▸ **Exercise task**
Can you render the lines of the data below that run from the line containing "Find orange high-visibility" through the line containing "xmin=158 ymin=0 xmax=551 ymax=183", both included, as a numbered list with blank lines left out?

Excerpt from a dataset
————
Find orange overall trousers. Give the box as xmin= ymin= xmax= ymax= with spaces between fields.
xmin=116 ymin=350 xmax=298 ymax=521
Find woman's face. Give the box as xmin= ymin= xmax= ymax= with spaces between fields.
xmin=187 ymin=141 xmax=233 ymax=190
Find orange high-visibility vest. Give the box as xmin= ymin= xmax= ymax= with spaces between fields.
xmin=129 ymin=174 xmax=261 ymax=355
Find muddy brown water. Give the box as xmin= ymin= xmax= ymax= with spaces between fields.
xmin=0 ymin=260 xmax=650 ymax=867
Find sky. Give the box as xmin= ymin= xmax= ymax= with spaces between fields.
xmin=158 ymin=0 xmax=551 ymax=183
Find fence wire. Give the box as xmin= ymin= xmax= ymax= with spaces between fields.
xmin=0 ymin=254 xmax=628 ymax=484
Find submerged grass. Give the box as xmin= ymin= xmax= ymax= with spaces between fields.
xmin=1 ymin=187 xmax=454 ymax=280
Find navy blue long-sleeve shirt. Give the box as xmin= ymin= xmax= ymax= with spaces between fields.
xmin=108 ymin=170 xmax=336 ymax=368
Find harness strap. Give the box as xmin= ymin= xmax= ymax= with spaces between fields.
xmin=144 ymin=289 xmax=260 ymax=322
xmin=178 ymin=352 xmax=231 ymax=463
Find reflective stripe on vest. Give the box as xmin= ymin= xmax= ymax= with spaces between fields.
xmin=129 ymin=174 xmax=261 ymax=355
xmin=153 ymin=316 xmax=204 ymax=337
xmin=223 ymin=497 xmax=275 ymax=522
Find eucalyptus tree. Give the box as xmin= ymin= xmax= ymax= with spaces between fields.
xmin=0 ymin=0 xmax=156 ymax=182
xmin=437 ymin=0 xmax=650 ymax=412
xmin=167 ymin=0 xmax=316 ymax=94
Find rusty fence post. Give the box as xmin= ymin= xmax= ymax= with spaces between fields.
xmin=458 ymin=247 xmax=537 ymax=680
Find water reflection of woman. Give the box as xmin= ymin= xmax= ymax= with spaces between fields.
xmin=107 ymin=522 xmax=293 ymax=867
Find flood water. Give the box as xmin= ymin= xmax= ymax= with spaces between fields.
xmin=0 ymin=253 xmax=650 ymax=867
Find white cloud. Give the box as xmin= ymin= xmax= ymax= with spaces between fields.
————
▸ **Response**
1. Find orange high-visibility vest. Give the box as xmin= ymin= xmax= ymax= with spaces between fields.
2. xmin=129 ymin=174 xmax=261 ymax=355
3. Find muddy brown water. Give the box as xmin= ymin= xmax= ymax= with spaces between fields.
4. xmin=0 ymin=260 xmax=650 ymax=867
5. Find sky. Give the box as xmin= ymin= xmax= ymax= with spaces between fields.
6. xmin=158 ymin=0 xmax=551 ymax=183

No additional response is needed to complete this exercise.